- Task requirements -
Each record below is to be reproduced without any change.

# Provided records start

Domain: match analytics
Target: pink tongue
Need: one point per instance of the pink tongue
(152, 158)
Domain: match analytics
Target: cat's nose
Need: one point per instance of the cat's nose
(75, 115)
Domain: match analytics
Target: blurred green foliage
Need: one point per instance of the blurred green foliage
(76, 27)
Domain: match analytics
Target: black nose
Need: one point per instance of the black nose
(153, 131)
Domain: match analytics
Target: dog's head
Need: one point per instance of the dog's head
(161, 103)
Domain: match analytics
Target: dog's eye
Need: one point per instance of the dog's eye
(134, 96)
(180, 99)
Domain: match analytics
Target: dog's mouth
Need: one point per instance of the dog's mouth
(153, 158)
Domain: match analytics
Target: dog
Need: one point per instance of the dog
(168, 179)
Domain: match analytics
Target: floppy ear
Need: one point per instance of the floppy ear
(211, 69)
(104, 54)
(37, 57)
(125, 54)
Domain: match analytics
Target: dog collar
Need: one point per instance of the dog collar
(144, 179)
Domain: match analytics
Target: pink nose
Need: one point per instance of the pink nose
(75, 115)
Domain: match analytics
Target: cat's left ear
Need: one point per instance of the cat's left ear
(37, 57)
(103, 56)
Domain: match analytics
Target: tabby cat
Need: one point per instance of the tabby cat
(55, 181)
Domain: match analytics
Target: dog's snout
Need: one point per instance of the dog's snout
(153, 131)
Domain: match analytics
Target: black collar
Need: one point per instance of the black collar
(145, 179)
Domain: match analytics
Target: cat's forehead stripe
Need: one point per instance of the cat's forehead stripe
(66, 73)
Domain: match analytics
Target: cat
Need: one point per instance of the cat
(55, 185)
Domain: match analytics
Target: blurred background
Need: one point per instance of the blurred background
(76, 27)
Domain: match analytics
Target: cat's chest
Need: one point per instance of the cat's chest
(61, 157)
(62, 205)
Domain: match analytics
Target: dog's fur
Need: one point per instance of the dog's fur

# Provided records end

- Response to the task -
Domain: match analytics
Target: pink tongue
Need: one point per instance of the pink tongue
(152, 158)
Domain: match analytics
Target: cat's nose
Need: one point per instance of the cat's nose
(75, 115)
Domain: match analytics
Target: blurred green foliage
Need: one point per instance of the blurred green foliage
(76, 27)
Domain: match analytics
Target: black nose
Need: one point per instance of the black nose
(153, 131)
Domain: match analytics
Target: dog's head
Need: one point per instance of the dog's head
(161, 103)
Domain: match analytics
Target: dog's eye
Need: one point per instance of the dog's eye
(134, 96)
(180, 99)
Domain: match analytics
Target: dog's mouth
Need: one point per instance of the dog's mouth
(153, 158)
Domain: match analytics
Target: dog
Need: one point per instance of the dog
(168, 179)
Domain: match analytics
Target: floppy ear
Need: one point per instance of the floppy ear
(211, 69)
(104, 54)
(37, 57)
(125, 54)
Domain: match analytics
Target: dog collar
Need: one point per instance of the dog collar
(144, 179)
Domain: match analytics
Target: pink nose
Need: one point per instance of the pink nose
(75, 115)
Domain: match analytics
Target: cat's left ear
Need: one point per instance of the cat's left ear
(37, 57)
(103, 56)
Domain: match analytics
Target: tabby cat
Need: one point per instance of the tabby cat
(55, 181)
Domain: match analytics
Target: dog's snout
Need: one point per instance of the dog's snout
(153, 131)
Domain: match analytics
Target: black collar
Need: one point per instance of the black collar
(145, 179)
Domain: match analytics
Target: cat's forehead stripe
Need: one point per instance of the cat's forehead stripe
(66, 73)
Domain: match analytics
Target: cat
Need: one point per instance of the cat
(55, 185)
Domain: match analytics
Target: blurred background
Need: one point per instance of the blurred background
(76, 27)
Domain: match analytics
Target: cat's chest
Need: one point per instance of the cat's chest
(61, 157)
(62, 205)
Domain: match analytics
Target: dog's fur
Need: one point per instance of the dog's fur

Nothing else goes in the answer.